• [EXCERPTED PASSAGE]
____________

A Holocaust survivor recalls growing up in Nazi-occupied Czechoslovakia


Walter and Gail Ziffer Photo courtesy of Lillian Hamman

MYRNA BROWN, HOST: Today is Thursday, January 27th. This is WORLD Radio and we’re so glad you’ve joined us today.

Good morning. I’m Myrna Brown.

MARY REICHARD, HOST: And I’m Mary Reichard. Coming next on The World and Everything in It: the Holocaust.

Today is International Holocaust Remembrance Day. Seventy-seven years ago today, liberation came to the concentration and extermination camps in Auschwitz-Birkenau in Poland, January 27th, 1945.

BROWN: WORLD Radio correspondent Lillian Hamman is a recent college graduate. She admits that most of what she knows about the Holocaust comes from uninspired history textbooks. So when she recently discovered a Holocaust survivor living just a few miles from her apartment—she arranged to spend an afternoon with him and his wife for a first-hand history lesson.

RADIO NEWSCAST: The news of Europe as it occurs…

ZIFFER: My legs don’t operate very well. They get tired very quickly.

LILLIAN HAMMAN, CORRESPONDENT: Walter Ziffer lives in a one-story house—tucked away in the Blue Ridge mountains of Weaverville, North Carolina. He’s a survivor.

ZIFFER: But 94 is a pretty high number, you know?! So I'm not blaming anybody…

We’re sitting in the living room. The smell of soup drifts in from the kitchen, where his wife Gail is making lunch. Walter’s scarred hands rest peacefully in his lap. Wiry white eyebrows poke over the top of his thin-rimmed glasses.

He reaches for a nearby family photo and taps the black and white smiles of each face.

ZIFFER: That's me. That's my mom…

Walter was born in 1927 Czechoslovakia to Anny Ziffer, an avid stamp collector and magnificent cook, and Leo Ziffer, a lawyer and layman photographer. Anny was the family’s leader of Jewish religion and faith, always remembering to light the Sabbath candles, help neighbors in need, and speak prayer into Walter’s heart.

____________

• [EXERCISE DATA]
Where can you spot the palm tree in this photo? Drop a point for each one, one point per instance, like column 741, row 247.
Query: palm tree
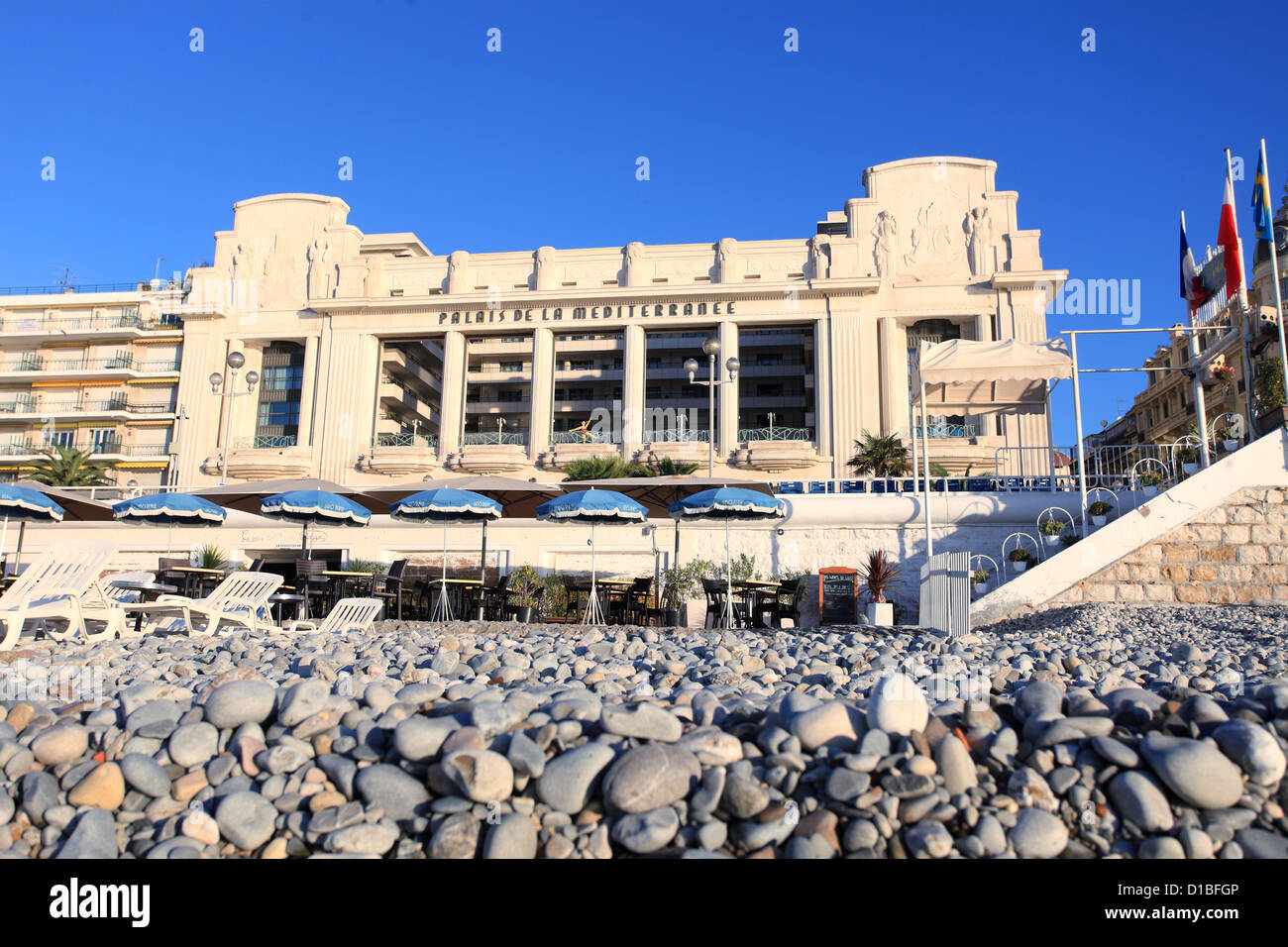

____________

In the transcript, where does Walter Ziffer live? Answer from the transcript alone, not the data.

He lives in a one-story house in the Blue Ridge mountains of Weaverville, North Carolina.